Stated exercise a => Copy the records verbatim, starting at their first line and ending with the line that contains "[370,180,389,192]", including that line.

Text extract =>
[START]
I appreciate this, but honestly I'll withhold judgement until I see
how it goes more long term.  But I'm also NOT a kernel developer, I'm
an IT professional who does storage and backups and managing data.  So
my perspective is very definitely one of your users, or users-to-be.
But I've also got a CS degree and understand programming issues and
such.  

> If there was something that was unresolved, and you'd like me to
> look at it again, I'd be more than happy to. If you want to share
> what you were hitting here, I'll tell you what I know - and if it
> was from a year or more ago it's most likely been fixed.

Nope, it was over a year ago and it's behind me.  I was trying to
build the tools on Debian distro when the bcachefs-tools were a real
pain to build.  It's better now.  

>> Slow down.  

> This is the most critical phase in the 10+ year process of shipping a
> new filesystem.

Sure, but that's not what I'm trying to say here.  The kernel has, as
you most certainly know, a standard process for quickly deploying new
versions.  Linus's entire problem is that you dropped in a big chunk
of code into the late release process.  

And none of that is critical, because if you have people running 100tb
of bcachefs right now, they certainly understand that they can lose
data at any time.  Or at least they should if they have any sort of
understanding of reliable data.  bcachefs isn't there yet.  It's
getting close, but Linux has an amazingly complicated VFS and supports
all kinds of wierd edge cases.  Which sucks from the filesystem
perspective.

But you know this.  

So when you run into a major bug in the code, or potential data loss
when -rc2 or later is coming out, just revert.  Pull that code out
because it's obviously not ready.  So you wait a few months, big deal!
IT gives you and the code time to stabilize.  

If someone is losing data and you want to give them a patch to try and
fix it, great, but they can take a patch from you directly.  And post
it to your mailing list.  Put it on a git branch somewhere.  

But revery from the main linus tree.  For now.  In two months, you'll
be back with better code.  bcachefs is still listed as experimental,
so don't feel like you have to keep pushing the absolutely latest code
into the kernel.  Just slow it down a little to make sure you push
good code.  

> We're seeing continually increasing usage (hopefully by users who are
> prepared to accept that risk, but not always!), but we're not yet ready
> for true widespread deployment.

If those users are not prepared to accept the risk of an experimental
filesystem, then screw them!  They're idiots and should be treated as
such.  

I would expect to be fired from my job if I bet my company's data on
bcachefs currently.  Sure, play around and test it if you like, but if
it breaks, you get to keep both pieces.  

Same with bleeding edge kernel developement!  I might run pretty
bleeding edge kernels at home, but only for my own data that I realize
I might lose.  But I also do backups, have the data on XFS and ext4
filesystems, which are stable, and I'm not trying to do crazy things
with it.  

Do I have some test bcachefs volumes?  Sure do.  And I treat them like
lepers, if they break, I either toss them away, or I file a report,
but I certainly don't keep ANY data on there I don't want to lose.  

I'm being blunt here.  

> Shipping a project as large and complex as a filesystem must be done
> incrementally, in stages where we're deploying to gradually increasing
> numbers of users, fixing everything they find and assessing where we're
> at before opening it up to more users.
[END]
Stated exercise b => According to the bcachefs message, which stable filesystems does the writer keep data on at home?

Records for the exercise =>
[START]
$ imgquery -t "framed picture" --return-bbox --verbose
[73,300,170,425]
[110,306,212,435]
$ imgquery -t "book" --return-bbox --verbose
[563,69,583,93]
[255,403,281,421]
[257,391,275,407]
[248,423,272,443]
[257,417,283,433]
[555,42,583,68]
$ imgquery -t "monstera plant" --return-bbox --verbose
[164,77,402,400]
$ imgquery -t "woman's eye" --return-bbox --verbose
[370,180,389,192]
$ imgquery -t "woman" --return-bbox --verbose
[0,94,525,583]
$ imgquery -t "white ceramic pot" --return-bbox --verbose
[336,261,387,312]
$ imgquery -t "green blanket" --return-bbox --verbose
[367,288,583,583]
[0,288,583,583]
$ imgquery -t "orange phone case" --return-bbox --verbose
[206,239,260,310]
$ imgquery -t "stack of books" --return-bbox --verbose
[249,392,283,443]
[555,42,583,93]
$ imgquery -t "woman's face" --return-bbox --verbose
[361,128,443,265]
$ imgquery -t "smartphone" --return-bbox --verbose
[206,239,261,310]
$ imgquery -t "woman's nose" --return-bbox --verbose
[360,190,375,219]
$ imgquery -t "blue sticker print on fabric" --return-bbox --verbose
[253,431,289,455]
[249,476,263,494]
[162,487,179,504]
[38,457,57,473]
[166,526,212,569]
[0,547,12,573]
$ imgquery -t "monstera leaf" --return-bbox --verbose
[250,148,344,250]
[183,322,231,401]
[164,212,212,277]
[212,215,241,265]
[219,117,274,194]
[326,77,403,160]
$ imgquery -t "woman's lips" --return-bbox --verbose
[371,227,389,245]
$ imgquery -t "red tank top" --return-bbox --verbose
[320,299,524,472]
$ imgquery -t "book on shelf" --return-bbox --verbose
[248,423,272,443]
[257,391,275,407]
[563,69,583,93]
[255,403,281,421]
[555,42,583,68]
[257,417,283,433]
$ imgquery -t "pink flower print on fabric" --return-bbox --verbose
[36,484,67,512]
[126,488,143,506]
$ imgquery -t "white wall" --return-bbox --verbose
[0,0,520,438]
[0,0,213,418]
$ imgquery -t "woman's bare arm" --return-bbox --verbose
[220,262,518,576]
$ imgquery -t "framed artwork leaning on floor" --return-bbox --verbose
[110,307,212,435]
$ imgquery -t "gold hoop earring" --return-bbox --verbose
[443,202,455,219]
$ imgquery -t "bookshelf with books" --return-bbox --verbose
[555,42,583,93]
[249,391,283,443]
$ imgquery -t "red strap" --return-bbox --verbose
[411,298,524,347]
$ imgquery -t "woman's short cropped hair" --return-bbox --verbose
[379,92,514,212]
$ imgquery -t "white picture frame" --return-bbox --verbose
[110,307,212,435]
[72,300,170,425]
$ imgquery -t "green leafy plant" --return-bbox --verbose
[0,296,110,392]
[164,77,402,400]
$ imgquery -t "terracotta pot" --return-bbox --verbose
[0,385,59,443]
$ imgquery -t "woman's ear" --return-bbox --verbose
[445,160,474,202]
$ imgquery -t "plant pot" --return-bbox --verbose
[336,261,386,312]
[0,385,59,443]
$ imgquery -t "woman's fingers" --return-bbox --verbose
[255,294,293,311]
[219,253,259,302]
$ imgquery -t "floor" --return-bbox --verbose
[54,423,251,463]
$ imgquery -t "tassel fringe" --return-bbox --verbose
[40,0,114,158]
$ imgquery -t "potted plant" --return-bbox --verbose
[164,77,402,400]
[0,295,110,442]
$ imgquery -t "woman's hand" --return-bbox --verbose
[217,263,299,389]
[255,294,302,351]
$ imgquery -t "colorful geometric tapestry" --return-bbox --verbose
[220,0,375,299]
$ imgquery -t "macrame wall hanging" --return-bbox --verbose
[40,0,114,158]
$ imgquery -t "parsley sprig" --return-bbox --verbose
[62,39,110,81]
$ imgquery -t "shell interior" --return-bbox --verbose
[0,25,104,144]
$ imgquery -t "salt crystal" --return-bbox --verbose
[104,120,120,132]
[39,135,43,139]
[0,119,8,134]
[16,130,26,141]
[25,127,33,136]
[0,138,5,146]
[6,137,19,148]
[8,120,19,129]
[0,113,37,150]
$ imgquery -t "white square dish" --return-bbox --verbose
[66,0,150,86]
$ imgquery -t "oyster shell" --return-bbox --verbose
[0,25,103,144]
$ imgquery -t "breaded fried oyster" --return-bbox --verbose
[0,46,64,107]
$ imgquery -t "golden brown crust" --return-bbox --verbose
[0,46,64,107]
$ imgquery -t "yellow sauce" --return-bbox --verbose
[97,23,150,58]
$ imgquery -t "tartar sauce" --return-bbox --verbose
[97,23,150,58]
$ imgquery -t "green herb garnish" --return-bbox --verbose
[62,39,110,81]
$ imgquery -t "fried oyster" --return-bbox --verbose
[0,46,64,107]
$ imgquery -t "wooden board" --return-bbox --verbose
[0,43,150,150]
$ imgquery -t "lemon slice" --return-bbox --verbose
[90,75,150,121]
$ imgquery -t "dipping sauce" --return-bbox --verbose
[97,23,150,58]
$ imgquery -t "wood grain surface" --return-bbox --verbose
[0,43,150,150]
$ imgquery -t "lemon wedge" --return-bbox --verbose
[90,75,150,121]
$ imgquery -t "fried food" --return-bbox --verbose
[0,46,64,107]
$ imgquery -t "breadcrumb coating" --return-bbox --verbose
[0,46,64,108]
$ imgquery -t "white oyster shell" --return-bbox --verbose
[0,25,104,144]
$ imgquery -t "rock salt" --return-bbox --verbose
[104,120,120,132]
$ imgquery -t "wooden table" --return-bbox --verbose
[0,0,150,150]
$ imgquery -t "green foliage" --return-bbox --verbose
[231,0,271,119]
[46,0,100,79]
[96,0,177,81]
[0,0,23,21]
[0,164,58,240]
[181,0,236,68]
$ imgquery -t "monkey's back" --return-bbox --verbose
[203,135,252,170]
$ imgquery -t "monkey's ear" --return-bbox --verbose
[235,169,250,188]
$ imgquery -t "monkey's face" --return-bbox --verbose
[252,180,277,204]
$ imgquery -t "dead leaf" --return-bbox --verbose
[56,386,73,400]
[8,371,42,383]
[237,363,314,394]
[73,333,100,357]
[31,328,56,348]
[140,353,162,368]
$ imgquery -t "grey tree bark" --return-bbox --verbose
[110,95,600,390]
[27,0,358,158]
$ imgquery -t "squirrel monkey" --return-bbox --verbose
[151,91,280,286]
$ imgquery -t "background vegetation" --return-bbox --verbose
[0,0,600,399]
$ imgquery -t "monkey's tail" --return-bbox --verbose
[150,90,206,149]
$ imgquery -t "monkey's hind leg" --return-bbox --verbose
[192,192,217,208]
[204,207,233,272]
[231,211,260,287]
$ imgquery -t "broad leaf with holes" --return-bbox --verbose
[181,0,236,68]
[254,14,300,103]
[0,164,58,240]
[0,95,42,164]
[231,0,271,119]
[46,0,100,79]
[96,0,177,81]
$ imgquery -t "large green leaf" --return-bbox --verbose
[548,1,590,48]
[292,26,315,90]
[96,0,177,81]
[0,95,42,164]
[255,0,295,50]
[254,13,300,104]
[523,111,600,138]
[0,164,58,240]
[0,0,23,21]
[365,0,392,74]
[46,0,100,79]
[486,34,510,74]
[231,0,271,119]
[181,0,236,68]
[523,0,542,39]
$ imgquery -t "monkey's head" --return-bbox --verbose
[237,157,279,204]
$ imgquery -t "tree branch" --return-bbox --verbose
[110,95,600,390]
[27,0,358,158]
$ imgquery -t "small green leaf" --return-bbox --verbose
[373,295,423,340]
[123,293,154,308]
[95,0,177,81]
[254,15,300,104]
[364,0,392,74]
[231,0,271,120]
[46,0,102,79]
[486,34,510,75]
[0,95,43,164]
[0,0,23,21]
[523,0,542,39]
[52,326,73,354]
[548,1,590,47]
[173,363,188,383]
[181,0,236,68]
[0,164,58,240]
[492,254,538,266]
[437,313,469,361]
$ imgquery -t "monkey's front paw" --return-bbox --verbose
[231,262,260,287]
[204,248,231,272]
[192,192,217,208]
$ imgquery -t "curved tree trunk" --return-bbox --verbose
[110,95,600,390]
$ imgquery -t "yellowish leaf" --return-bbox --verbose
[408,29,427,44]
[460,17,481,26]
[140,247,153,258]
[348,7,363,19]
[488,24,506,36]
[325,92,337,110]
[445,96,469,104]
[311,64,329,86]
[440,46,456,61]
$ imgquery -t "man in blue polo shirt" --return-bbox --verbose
[END]
Exercise output a =>
$ imgquery -t "framed picture" --return-bbox --verbose
[73,300,170,425]
[110,306,212,435]
$ imgquery -t "book" --return-bbox --verbose
[563,69,583,93]
[255,403,281,421]
[257,391,275,407]
[248,423,272,443]
[257,417,283,433]
[555,42,583,68]
$ imgquery -t "monstera plant" --return-bbox --verbose
[164,77,402,400]
$ imgquery -t "woman's eye" --return-bbox --verbose
[370,180,389,192]

Exercise output b => XFS and ext4.